▶ _TASK OBJECTIVE_
Take the entries below and reproduce them word for word.

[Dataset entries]

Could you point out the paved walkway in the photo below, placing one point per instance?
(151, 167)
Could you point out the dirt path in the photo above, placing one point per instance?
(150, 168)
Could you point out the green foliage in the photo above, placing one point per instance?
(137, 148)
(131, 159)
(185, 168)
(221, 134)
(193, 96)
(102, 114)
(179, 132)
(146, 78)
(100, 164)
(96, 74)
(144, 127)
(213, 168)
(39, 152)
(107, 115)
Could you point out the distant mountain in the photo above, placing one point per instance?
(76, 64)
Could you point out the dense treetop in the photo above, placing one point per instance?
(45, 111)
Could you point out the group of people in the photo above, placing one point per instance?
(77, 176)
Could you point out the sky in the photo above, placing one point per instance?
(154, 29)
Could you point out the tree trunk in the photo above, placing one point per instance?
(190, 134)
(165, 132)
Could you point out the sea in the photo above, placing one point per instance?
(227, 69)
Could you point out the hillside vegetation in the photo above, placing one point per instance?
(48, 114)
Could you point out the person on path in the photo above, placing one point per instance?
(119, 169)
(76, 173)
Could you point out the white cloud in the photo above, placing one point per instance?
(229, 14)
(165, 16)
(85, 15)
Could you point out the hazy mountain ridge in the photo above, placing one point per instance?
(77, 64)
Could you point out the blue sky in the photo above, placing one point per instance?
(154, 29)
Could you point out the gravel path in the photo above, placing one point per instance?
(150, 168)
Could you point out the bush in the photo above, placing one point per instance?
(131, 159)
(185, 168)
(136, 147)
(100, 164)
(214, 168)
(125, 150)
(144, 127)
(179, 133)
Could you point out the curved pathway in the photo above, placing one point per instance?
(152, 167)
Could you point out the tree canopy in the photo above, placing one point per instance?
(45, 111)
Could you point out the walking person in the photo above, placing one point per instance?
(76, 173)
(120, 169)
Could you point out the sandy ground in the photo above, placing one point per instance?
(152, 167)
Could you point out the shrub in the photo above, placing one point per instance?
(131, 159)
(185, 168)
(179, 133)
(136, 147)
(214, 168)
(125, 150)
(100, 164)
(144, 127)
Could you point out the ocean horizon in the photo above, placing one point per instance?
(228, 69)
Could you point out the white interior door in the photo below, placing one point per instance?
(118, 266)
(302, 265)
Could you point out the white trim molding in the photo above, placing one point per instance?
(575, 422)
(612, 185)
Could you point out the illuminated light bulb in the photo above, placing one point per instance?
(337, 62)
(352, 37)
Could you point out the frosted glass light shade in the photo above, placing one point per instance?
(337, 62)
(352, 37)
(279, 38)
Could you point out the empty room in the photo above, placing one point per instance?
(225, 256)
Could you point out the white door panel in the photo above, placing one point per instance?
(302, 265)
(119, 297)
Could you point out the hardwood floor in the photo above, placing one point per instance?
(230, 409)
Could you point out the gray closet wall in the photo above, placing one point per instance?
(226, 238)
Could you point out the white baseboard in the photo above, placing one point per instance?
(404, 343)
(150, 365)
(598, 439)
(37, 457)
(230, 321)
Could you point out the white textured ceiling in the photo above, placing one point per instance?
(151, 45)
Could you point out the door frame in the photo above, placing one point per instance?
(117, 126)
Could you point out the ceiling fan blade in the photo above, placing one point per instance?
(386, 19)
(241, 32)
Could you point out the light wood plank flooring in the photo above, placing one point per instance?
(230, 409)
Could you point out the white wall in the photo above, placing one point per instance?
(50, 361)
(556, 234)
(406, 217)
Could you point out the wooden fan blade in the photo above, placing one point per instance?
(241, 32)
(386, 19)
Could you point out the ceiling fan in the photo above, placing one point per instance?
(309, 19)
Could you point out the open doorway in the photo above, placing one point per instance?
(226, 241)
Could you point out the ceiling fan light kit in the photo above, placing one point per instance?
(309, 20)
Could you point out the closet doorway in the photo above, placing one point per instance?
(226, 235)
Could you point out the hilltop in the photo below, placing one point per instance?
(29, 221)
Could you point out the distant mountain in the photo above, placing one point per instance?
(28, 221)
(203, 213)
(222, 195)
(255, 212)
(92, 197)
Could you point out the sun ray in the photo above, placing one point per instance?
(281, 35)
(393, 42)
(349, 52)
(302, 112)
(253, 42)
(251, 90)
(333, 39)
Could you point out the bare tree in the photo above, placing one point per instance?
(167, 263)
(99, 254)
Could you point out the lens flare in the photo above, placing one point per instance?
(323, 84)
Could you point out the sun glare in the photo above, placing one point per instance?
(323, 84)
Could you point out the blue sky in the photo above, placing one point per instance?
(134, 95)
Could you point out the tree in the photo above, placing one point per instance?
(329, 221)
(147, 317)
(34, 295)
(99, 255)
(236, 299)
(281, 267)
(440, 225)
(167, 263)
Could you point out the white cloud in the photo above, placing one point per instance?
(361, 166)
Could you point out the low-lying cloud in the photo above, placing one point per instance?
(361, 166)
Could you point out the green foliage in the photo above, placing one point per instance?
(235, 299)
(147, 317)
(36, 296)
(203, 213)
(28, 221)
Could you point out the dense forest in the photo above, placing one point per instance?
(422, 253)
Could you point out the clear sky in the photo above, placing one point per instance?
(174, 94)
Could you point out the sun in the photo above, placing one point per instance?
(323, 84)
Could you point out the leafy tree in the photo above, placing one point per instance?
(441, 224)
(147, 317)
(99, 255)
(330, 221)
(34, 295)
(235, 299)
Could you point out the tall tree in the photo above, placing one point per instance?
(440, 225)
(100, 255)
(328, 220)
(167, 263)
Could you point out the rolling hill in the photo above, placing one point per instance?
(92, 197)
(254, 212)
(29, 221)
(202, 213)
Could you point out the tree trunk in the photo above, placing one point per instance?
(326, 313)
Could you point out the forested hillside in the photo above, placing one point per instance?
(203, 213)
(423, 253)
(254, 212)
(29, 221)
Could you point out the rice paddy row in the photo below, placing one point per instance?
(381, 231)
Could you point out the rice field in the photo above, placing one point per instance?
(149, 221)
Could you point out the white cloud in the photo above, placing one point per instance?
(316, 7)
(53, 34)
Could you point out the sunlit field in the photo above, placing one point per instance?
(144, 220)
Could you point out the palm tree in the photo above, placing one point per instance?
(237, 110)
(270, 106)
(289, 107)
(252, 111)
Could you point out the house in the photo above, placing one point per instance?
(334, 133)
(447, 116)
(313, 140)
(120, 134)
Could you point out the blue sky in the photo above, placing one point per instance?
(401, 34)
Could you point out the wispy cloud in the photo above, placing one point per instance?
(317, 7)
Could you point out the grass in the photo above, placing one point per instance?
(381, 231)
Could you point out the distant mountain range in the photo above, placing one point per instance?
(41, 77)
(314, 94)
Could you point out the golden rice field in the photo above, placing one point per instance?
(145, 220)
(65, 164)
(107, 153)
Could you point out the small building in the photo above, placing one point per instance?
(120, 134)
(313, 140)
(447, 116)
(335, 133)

▶ _EXPECTED OUTPUT_
Could you point out the paved walkway in the photo below, placing one point per instance?
(151, 167)
Could you point out the dirt path in the photo above, placing one point per instance?
(150, 168)
Could you point out the green foliage in the photo above, placing one point per instance?
(137, 148)
(131, 159)
(185, 168)
(221, 134)
(193, 96)
(102, 114)
(179, 132)
(146, 78)
(100, 164)
(96, 74)
(144, 127)
(213, 168)
(39, 152)
(107, 115)
Could you point out the distant mountain in the photo above, placing one point per instance?
(76, 64)
Could you point out the dense treetop in the photo above, placing one point per instance?
(45, 111)
Could you point out the group of people in the photo above, placing one point per instance?
(77, 176)
Could you point out the sky in the photo above, placing one point per instance?
(154, 29)
Could you point out the tree trunk in the photo above, placing one point per instance?
(190, 134)
(165, 132)
Could you point out the sea in the photo above, placing one point per instance?
(227, 69)
Could you point out the hillside vegetation in the photo above, placing one point per instance?
(48, 114)
Could you point out the person on path in the photo above, placing one point per instance?
(119, 169)
(76, 173)
Could you point out the white cloud in the photo above, placing one point per instance?
(229, 14)
(165, 16)
(85, 15)
Could you point out the hazy mountain ridge in the photo above, placing one point per instance?
(77, 64)
Could you point out the blue sky in the photo above, placing one point per instance?
(154, 29)
Could you point out the gravel path in the photo above, placing one point per instance?
(150, 168)
Could you point out the bush in the photo above, placing one point per instance?
(131, 159)
(185, 168)
(136, 147)
(100, 164)
(214, 168)
(125, 150)
(144, 127)
(179, 133)
Could you point out the curved pathway in the photo above, placing one point per instance?
(152, 167)
Could you point out the tree canopy in the photo above, placing one point per instance?
(45, 111)
Could you point out the walking person in the photo above, placing one point per instance?
(76, 173)
(120, 169)
Could you point out the sandy ground in the photo above, placing one point per instance?
(152, 167)
Could you point out the shrub in the photo above, placing one point per instance?
(131, 159)
(185, 168)
(179, 133)
(136, 147)
(214, 168)
(125, 150)
(100, 164)
(144, 127)
Could you point out the ocean horizon in the photo above, placing one point per instance?
(228, 69)
Could you point out the white interior door in the photo below, placing one point per instance?
(118, 266)
(302, 265)
Could you point out the white trim molding in the photo above, placing one point per instance?
(575, 422)
(612, 185)
Could you point out the illuminated light bulb in the photo above, placing one point per instance?
(337, 62)
(352, 37)
Could you point out the frosted glass light shade in the photo above, placing one point per instance?
(337, 62)
(352, 37)
(279, 38)
Could you point out the empty room in the photo above, placing one point per instance?
(225, 256)
Could you point out the white door panel in the photo above, placing one point per instance?
(302, 265)
(119, 297)
Could you point out the hardwood floor in the photo above, placing one point per instance?
(230, 409)
Could you point out the gray closet wall in the photo above, placing one point per instance?
(226, 238)
Could you point out the white baseboard in the photo above, placing one point per instance?
(404, 343)
(150, 365)
(598, 439)
(37, 457)
(230, 321)
Could you point out the white textured ceiling in the photo above, placing one point per instance?
(151, 45)
Could you point out the door frame in the photo above, placing one point per instance?
(117, 126)
Could you point out the ceiling fan blade in the photo above, placing one point per instance?
(386, 19)
(241, 32)
Could you point out the light wood plank flooring in the photo above, placing one point per instance?
(230, 409)
Could you point out the white wall in the photo above, placing one point per instance?
(50, 361)
(556, 234)
(406, 217)
Could you point out the wooden fan blade in the photo above, placing one point per instance?
(241, 32)
(386, 19)
Could you point out the ceiling fan in the photo above, placing one point per instance?
(309, 19)
Could you point out the open doorway in the photo above, placing one point per instance?
(226, 241)
Could you point out the ceiling fan light kit in the photo above, placing one point per instance?
(309, 20)
Could you point out the closet doorway in the photo above, placing one point per instance?
(226, 235)
Could you point out the hilltop in the photo below, placing one point per instance?
(29, 221)
Could you point out the distant mountain in the photo above, placing one point per instance?
(28, 221)
(203, 213)
(222, 195)
(255, 212)
(92, 197)
Could you point out the sun ray in the photo above, placing one point per instance?
(281, 35)
(393, 42)
(349, 52)
(302, 112)
(253, 42)
(251, 90)
(333, 39)
Could you point out the bare tree in the photo above, placing one point per instance?
(167, 263)
(99, 254)
Could you point out the lens flare in the photo above, placing one point per instance?
(323, 84)
Could you point out the sun glare in the photo above, placing one point per instance?
(323, 84)
Could you point out the blue sky in the photo above, placing one point per instance?
(134, 95)
Could you point out the tree in the photo above, placing one point per instance?
(329, 221)
(147, 317)
(34, 295)
(99, 255)
(236, 299)
(281, 267)
(440, 225)
(167, 263)
Could you point out the white cloud in the photo above, placing one point per instance?
(361, 166)
Could you point out the low-lying cloud in the photo above, placing one point per instance?
(361, 166)
Could you point out the green foliage in the photo above, placing one point per instance?
(235, 299)
(147, 317)
(36, 296)
(203, 213)
(28, 221)
Could you point out the dense forest in the photo above, placing one point per instance?
(422, 253)
Could you point out the clear sky in the photo above, placing one point per instance?
(174, 94)
Could you point out the sun in the photo above, placing one point per instance?
(323, 84)
Could you point out the leafy tree in the photo above, placing one point per instance?
(441, 224)
(147, 317)
(99, 255)
(330, 221)
(34, 295)
(235, 299)
Could you point out the tall tree in the photo above, placing one point per instance?
(440, 225)
(100, 255)
(328, 220)
(167, 263)
Could you point out the rolling hill in the photo above, placing one point per instance?
(92, 197)
(254, 212)
(29, 221)
(202, 213)
Could you point out the tree trunk in the photo above, placing one point per instance?
(326, 313)
Could you point out the forested hillside in the photo above, placing one point per instance?
(203, 213)
(423, 253)
(254, 212)
(29, 221)
Could you point out the rice paddy row in the photo below, placing one point per instance?
(381, 231)
Could you point out the rice field in the photo above, placing one point per instance?
(149, 221)
Could you point out the white cloud in the photo above, placing one point per instance?
(316, 7)
(53, 34)
Could you point out the sunlit field in the photo above, placing one point per instance?
(144, 220)
Could you point out the palm tree in the photo above, placing one point per instance?
(237, 110)
(270, 106)
(289, 107)
(252, 111)
Could you point out the house in the photo above, placing one point per instance?
(334, 133)
(447, 116)
(313, 140)
(120, 134)
Could you point out the blue sky in the photo above, placing one point per instance?
(401, 34)
Could you point out the wispy cloud in the photo above, placing one point per instance?
(317, 7)
Could you point out the grass in the photo above, placing one point per instance?
(381, 231)
Could you point out the distant mountain range in the photo above, placing one point per instance?
(41, 77)
(314, 94)
Could you point out the golden rice field in the photo above, placing one point per instance?
(145, 220)
(65, 164)
(107, 153)
Could you point out the small building in the photo above, placing one point per instance?
(120, 134)
(313, 140)
(447, 116)
(335, 133)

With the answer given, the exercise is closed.